━━━━━ SOURCE TEXT
# Tours in the Lake Louise Banff area



## Kauai Kid (Aug 13, 2015)

Any recomendations for land or boat tours would be appreciated.

I'm the only driver and have found I get to see much more when someone else is driving.

We'll be there in less than a month.  


Thanks,

Sterling


----------



## Marla BRMR (Aug 31, 2015)

Hi Sterling. If you go to  www.banfflakelouise.com and then on Plan Your Trip, there are various tour booking companies that may be able to assist you.


----------



## elaine (Sep 1, 2015)

We were in Banff last month. DH was the only driver for us and my 77 yr old Uncle was the driver for my Mom and Aunt.  There are lots of places to pull off and get photo stops, take a short hike, etc., and the roads are good. So, don't feel like you need to take a lot of tours.  Mu Uncle drove 3 hours to the Ice Fields with no issues and they had a gerat day. Banff is easy to walk around yourself. We drove around lake Minniwanka almost every night after dinner to look for animals, we saw big horn sheep and elk 2X. Again, no need for a tour, just do the 8km loop yourself, stop, get out, take photos.  There were a total of about 5 cars each night. Also, Minniwanka has boat tours during the day (didn't have time to take one). Our hotel recommended it as an alternative to Lake Louise, which was very crowded. It was beautiful. Thus, the only tours I might book would be a day tour to Lake Louise, just to avoid traffic/parking issues, if you are going in summer. And maybe to Jasper/Ice Field b/c it is a long drive. Also, DH, DD, Uncle did a white water rafting trip with Hydra. They will pick you up in Banff. They have different levels of intensity. There is also a float raft ride from the Banff hotel suitable for everyone. Have a great trip. It's an awesome place! I have a bunch of brochures-maps. If you pm me  your address, I can send them to you. Elaine


----------



## Kauai Kid (Sep 2, 2015)
━━━━━━━━━━
━━━━━ THE DATA
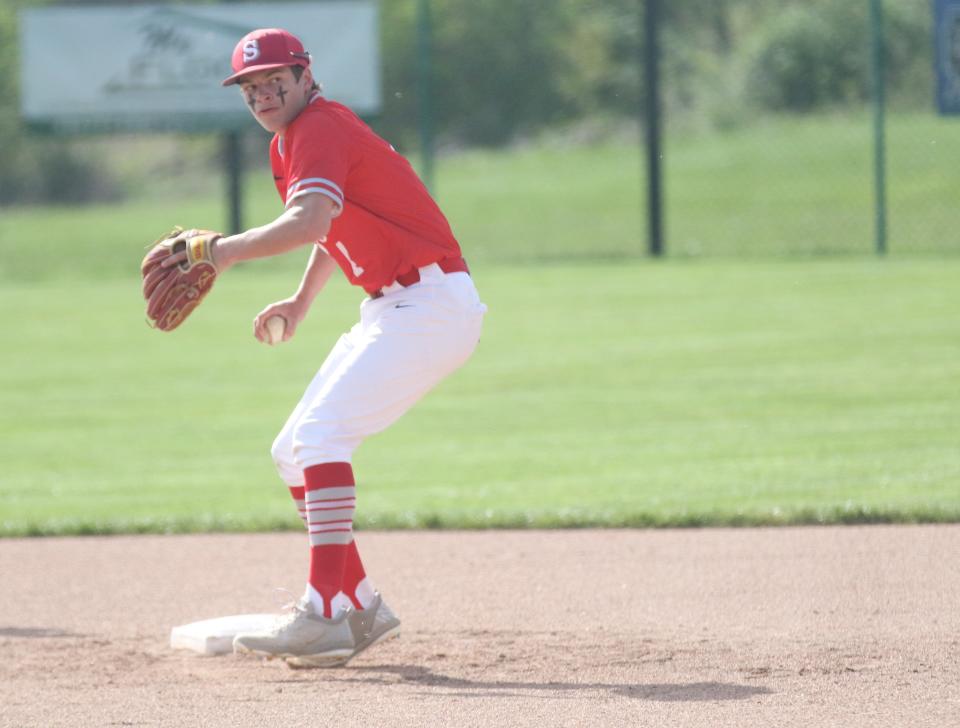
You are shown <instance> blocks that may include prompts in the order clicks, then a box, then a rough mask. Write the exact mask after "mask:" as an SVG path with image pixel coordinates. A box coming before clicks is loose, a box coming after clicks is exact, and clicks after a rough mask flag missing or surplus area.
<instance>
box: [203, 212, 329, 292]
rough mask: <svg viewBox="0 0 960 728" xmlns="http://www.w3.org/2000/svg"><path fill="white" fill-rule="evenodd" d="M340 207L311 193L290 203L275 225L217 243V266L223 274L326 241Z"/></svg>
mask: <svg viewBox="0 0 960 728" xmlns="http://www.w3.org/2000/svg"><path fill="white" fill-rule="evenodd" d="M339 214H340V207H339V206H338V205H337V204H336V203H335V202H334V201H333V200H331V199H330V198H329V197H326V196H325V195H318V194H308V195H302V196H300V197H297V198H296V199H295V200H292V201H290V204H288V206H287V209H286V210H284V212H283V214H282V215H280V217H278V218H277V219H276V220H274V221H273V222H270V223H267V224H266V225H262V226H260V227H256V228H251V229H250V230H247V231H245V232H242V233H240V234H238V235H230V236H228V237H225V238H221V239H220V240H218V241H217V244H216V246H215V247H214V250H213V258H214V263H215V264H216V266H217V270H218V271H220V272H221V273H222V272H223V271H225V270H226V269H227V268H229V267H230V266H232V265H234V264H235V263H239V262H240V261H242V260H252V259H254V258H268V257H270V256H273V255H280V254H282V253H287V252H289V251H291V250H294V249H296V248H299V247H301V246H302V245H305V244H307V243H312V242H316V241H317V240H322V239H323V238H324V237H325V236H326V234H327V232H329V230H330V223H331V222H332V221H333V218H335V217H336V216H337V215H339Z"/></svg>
━━━━━━━━━━
━━━━━ THE DATA
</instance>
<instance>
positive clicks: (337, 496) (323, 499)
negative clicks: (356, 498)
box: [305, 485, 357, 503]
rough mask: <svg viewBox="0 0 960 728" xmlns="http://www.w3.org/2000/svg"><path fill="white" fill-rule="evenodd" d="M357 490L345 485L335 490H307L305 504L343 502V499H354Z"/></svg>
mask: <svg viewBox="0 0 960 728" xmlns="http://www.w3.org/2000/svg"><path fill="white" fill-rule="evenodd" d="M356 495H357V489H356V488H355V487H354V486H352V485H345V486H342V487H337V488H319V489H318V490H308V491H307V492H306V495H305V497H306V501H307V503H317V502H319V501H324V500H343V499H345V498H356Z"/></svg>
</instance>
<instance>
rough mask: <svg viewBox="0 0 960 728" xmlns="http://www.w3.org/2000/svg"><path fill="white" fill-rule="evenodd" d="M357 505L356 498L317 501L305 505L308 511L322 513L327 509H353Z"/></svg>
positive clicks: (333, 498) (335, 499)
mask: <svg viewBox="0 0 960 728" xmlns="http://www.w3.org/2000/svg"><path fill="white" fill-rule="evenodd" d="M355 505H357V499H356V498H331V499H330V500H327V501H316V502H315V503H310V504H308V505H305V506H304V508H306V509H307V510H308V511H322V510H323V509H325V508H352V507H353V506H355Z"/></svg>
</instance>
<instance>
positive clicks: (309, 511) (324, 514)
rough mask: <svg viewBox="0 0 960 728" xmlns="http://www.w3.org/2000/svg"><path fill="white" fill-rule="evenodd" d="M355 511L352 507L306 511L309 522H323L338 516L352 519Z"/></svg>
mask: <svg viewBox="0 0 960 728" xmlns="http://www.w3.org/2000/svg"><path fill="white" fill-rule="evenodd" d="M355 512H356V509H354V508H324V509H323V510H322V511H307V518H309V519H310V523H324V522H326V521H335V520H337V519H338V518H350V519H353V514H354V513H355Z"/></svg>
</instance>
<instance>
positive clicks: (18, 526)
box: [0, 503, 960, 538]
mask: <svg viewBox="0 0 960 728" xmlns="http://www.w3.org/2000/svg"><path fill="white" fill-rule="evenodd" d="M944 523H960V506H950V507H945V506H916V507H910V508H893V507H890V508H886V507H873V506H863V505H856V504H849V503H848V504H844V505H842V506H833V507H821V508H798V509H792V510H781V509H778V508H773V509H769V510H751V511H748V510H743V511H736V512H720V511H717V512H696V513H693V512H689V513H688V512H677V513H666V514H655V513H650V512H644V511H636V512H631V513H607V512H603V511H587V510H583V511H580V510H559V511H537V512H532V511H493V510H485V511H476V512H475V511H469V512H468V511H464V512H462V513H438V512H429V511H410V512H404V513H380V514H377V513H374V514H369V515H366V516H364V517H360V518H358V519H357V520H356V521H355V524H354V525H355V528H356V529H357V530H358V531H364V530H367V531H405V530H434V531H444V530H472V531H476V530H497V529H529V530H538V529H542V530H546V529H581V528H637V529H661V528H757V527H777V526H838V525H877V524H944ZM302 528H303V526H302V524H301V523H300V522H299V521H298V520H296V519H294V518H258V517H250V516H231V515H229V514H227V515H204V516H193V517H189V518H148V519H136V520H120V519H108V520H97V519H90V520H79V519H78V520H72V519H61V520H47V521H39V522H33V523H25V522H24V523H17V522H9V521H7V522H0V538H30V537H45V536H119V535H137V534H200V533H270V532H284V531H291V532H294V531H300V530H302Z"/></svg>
━━━━━━━━━━
━━━━━ THE DATA
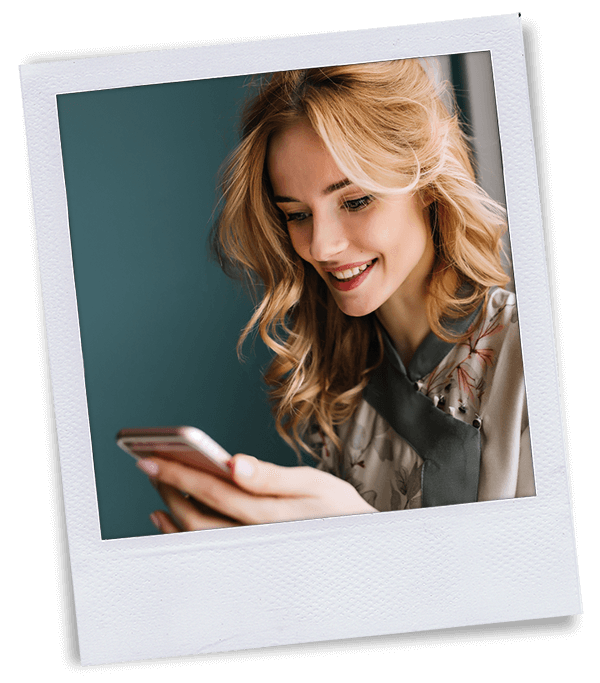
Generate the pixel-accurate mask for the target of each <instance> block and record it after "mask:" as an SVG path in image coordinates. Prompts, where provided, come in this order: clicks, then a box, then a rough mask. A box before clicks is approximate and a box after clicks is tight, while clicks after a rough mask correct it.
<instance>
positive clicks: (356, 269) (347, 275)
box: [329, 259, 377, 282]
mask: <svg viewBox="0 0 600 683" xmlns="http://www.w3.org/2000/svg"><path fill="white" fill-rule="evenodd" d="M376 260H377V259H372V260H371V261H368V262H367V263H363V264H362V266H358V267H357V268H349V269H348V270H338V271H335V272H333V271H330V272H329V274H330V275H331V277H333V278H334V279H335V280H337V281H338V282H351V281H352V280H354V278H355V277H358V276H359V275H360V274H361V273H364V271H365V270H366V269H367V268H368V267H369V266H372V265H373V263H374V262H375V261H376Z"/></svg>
━━━━━━━━━━
## WHAT YOU SHOULD DO
Carry on the forum thread about tours in the Banff and Lake Louise area, starting right after its last line. These records come from a separate source.

## TASK RESPONSE
elaine said:


> We were in Banff last month. DH was the only driver for us and my 77 yr old Uncle was the driver for my Mom and Aunt.  There are lots of places to pull off and get photo stops, take a short hike, etc., and the roads are good. So, don't feel like you need to take a lot of tours.  Mu Uncle drove 3 hours to the Ice Fields with no issues and they had a gerat day. Banff is easy to walk around yourself. We drove around lake Minniwanka almost every night after dinner to look for animals, we saw big horn sheep and elk 2X. Again, no need for a tour, just do the 8km loop yourself, stop, get out, take photos.  There were a total of about 5 cars each night. Also, Minniwanka has boat tours during the day (didn't have time to take one). Our hotel recommended it as an alternative to Lake Louise, which was very crowded. It was beautiful. Thus, the only tours I might book would be a day tour to Lake Louise, just to avoid traffic/parking issues, if you are going in summer. And maybe to Jasper/Ice Field b/c it is a long drive. Also, DH, DD, Uncle did a white water rafting trip with Hydra. They will pick you up in Banff. They have different levels of intensity. There is also a float raft ride from the Banff hotel suitable for everyone. Have a great trip. It's an awesome place! I have a bunch of brochures-maps. If you pm me  your address, I can send them to you. Elaine



Thanks for all the good info.  Trip starts in 3 days.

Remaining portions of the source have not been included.